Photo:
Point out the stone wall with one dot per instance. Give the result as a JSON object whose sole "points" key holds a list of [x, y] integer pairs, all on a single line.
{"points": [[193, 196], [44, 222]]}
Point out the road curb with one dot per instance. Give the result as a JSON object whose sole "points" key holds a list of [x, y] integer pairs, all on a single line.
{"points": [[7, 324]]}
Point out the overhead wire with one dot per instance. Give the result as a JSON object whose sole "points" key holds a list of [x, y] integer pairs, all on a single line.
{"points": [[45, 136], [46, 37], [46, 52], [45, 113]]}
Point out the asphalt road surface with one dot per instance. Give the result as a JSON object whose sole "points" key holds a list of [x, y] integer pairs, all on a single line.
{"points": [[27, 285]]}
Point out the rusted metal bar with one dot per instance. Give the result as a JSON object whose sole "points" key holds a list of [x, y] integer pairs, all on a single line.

▶ **TO DO**: Print all the entries exactly as written.

▶ **FINISHED EXERCISE**:
Photo:
Point out the stone wall with one dot per instance. Give the result as a JSON object whose sole "points" key holds a list of [x, y] integer pairs, all on a single line.
{"points": [[193, 196], [44, 222]]}
Point out the road curb with one dot per instance. Give the result as a JSON object whose sole "points" key holds a list of [x, y] integer pairs, all on a single line.
{"points": [[7, 324]]}
Point out the overhead wire with one dot per instance. Give the result as a JSON object whose sole "points" key holds a list of [x, y] integer pairs, all on a single line.
{"points": [[45, 136], [46, 37], [46, 52], [45, 113]]}
Point out the asphalt road surface with one dot per instance. Give the result as a JSON object whose sole "points" key holds a list of [x, y] integer pairs, all on a single line.
{"points": [[27, 285]]}
Point out the rusted metal bar with one dot per instance. Give the result as a JSON object whose sole "points" key holds a list of [x, y] integer pairs, all on a single line.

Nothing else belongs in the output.